Arrange the lines from the start through the line with "11;109;375;353" as a two-column CSV headed input and output, one row for each text and its answer. Quote every field, and replace line breaks inside a field with spaces.

● **LISTED RECORDS**
>>

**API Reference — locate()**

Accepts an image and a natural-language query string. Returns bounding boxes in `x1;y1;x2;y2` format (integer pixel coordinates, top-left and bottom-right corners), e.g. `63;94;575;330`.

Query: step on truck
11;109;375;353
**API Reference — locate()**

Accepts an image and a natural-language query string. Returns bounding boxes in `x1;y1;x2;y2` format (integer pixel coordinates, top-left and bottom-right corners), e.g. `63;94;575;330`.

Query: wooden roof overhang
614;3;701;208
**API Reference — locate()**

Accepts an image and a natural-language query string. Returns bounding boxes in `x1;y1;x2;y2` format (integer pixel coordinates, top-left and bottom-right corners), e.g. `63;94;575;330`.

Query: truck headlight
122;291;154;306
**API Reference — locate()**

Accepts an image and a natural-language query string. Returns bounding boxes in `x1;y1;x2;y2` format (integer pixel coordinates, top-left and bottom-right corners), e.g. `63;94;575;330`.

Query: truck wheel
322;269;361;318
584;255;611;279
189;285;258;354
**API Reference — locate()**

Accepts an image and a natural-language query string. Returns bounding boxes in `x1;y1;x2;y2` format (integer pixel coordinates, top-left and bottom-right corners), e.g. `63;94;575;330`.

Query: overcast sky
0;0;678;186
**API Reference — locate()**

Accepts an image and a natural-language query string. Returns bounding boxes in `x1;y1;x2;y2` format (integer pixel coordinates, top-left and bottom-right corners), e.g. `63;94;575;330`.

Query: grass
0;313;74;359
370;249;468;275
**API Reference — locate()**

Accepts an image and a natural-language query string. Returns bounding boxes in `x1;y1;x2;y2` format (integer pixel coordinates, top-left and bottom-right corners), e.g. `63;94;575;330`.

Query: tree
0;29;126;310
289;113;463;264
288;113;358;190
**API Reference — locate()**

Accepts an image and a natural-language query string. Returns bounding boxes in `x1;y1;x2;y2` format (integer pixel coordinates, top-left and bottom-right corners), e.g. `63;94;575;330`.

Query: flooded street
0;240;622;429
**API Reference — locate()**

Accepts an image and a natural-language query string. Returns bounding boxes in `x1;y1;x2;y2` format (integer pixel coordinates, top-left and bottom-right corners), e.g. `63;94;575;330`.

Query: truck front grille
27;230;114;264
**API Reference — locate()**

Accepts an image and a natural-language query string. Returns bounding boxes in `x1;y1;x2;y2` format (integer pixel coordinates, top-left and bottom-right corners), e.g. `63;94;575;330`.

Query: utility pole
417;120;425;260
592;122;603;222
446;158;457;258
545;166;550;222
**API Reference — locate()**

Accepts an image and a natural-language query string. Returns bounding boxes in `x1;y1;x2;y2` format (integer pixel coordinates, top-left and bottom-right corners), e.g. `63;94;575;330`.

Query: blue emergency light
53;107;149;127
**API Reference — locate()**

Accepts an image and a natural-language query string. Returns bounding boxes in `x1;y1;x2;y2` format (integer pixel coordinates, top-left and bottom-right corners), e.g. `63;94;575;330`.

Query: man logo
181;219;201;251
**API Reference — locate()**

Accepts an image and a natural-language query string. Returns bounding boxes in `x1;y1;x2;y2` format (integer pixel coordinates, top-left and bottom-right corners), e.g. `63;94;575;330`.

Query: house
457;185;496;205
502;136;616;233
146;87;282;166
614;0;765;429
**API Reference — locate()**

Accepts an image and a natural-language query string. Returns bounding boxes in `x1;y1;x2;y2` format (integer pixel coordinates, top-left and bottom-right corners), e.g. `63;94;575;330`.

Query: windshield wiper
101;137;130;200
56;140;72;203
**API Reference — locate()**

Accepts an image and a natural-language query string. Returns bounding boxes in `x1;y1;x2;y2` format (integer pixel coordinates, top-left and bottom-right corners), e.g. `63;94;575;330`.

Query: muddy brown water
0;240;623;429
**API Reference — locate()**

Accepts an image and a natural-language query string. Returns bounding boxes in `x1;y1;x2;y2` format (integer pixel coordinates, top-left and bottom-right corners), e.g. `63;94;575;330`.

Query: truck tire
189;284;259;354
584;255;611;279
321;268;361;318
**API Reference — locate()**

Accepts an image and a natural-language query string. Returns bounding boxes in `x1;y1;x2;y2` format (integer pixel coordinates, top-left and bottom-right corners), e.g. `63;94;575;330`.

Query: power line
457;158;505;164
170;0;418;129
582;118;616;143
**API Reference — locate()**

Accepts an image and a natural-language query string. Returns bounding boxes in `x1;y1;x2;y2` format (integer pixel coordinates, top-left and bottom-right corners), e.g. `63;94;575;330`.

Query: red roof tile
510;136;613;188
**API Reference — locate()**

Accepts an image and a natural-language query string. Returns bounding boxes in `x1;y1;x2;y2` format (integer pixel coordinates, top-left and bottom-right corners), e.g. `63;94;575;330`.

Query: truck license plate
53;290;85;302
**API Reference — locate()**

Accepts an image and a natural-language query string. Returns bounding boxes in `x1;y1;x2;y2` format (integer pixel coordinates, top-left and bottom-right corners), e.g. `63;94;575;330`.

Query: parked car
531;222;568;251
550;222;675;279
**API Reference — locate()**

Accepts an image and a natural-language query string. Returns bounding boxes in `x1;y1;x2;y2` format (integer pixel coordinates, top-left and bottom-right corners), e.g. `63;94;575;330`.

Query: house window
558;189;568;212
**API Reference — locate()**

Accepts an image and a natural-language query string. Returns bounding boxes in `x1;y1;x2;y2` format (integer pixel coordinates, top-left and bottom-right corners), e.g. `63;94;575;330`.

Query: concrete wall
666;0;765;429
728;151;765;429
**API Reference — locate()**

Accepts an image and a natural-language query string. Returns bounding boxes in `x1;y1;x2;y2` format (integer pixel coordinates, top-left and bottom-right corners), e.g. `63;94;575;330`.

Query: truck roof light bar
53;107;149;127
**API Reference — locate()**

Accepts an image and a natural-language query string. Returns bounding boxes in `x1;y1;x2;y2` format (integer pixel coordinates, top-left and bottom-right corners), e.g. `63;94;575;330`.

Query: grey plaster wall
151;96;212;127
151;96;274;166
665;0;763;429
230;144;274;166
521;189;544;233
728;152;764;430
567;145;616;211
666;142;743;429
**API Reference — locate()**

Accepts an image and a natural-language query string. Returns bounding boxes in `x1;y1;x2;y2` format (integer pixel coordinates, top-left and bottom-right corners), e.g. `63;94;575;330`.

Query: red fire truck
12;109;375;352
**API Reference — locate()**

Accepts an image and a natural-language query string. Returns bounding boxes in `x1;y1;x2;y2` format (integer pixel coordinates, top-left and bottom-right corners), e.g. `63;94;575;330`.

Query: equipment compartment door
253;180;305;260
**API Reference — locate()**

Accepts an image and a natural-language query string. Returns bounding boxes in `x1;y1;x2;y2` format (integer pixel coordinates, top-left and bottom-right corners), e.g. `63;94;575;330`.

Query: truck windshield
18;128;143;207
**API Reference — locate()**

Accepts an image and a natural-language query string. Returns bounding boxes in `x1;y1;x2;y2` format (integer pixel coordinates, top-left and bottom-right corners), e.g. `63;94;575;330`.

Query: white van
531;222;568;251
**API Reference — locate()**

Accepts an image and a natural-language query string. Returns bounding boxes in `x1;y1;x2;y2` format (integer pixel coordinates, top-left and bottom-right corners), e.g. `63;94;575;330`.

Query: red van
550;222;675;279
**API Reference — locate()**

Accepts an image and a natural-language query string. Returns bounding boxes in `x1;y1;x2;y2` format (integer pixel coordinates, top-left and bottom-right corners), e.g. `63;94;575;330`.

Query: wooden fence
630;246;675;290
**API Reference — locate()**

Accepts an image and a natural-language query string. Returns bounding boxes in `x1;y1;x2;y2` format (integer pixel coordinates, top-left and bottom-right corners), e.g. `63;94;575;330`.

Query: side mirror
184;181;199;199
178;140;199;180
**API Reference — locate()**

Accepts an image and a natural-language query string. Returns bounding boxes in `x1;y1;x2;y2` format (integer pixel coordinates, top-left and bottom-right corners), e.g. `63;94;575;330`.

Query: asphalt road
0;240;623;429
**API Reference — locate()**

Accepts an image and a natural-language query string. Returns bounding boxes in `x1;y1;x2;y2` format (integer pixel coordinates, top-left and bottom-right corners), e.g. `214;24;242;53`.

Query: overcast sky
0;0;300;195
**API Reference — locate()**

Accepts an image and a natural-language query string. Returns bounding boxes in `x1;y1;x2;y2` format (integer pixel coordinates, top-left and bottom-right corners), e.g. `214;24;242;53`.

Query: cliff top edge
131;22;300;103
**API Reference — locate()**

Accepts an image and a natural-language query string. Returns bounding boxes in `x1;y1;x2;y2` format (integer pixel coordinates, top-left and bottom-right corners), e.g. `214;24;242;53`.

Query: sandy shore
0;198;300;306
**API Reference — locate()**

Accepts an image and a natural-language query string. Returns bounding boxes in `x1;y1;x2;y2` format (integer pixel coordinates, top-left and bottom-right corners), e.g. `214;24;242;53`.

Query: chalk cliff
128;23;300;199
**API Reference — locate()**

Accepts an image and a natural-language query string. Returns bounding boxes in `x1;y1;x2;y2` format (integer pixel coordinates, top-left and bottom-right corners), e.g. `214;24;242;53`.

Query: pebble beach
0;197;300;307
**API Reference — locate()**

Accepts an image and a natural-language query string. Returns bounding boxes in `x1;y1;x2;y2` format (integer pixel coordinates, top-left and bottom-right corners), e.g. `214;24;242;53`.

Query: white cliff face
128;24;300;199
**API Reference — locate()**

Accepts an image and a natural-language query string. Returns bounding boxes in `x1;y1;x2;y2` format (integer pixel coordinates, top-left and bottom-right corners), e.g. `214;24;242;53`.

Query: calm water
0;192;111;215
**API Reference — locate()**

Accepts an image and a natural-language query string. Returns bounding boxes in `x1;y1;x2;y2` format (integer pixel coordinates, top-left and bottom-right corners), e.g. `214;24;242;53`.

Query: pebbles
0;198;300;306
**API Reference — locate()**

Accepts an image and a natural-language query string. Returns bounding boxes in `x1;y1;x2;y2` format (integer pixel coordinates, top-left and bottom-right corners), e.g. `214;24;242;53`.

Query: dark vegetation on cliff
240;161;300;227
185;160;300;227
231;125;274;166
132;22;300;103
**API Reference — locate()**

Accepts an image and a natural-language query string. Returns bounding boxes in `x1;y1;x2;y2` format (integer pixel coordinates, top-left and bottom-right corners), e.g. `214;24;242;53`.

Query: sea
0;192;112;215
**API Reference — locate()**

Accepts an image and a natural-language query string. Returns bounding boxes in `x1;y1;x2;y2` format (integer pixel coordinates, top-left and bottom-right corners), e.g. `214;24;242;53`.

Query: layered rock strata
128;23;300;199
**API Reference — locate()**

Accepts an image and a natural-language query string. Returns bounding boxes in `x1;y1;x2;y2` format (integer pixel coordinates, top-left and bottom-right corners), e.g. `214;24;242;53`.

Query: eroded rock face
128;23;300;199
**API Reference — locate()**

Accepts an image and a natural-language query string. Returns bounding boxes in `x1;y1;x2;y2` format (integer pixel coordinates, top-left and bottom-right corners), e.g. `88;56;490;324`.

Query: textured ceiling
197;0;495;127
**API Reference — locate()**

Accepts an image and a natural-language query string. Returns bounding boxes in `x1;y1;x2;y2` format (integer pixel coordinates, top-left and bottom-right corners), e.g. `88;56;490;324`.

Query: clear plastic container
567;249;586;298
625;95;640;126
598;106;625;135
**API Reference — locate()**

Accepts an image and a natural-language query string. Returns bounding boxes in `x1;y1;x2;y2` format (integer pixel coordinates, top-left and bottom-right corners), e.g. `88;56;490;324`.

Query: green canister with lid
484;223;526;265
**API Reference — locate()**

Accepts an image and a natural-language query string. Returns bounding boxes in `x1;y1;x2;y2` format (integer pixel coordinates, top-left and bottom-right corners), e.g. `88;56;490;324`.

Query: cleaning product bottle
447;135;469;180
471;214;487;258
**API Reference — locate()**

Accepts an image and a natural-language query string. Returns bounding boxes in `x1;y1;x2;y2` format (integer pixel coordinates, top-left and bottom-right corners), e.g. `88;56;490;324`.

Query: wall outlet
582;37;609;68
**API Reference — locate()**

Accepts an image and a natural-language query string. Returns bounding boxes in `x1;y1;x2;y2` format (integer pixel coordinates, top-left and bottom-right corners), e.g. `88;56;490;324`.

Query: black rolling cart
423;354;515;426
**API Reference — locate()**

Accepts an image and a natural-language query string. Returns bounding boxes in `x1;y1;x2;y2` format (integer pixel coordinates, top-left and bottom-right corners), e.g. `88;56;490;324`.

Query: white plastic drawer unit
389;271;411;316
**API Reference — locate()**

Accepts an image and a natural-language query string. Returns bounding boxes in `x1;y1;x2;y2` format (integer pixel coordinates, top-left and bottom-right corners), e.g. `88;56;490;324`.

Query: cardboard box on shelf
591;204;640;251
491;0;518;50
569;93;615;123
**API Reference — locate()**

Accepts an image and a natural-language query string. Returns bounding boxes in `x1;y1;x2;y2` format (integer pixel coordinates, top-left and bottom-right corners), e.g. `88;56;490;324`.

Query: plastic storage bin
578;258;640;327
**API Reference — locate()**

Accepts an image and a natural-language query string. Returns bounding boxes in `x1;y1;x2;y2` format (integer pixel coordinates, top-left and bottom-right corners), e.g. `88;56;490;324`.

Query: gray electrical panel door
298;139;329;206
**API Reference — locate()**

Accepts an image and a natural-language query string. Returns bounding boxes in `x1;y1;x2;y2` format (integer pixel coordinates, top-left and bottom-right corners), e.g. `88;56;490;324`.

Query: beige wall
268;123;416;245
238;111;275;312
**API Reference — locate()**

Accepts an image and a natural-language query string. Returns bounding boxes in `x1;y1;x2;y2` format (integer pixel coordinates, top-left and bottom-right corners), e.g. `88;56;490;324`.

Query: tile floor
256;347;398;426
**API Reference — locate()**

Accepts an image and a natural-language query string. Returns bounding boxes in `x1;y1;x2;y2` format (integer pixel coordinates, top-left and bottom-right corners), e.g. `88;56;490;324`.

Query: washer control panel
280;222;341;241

<<

● **TASK OUTPUT**
input,output
"**API Reference — locate()** Accepts an image and a natural-language query string. Returns bounding boxes in `x1;y1;x2;y2` format (integer pixel coordinates, top-left and bottom-right corners), e.g. `63;94;575;330`. Query: step on truck","11;109;375;353"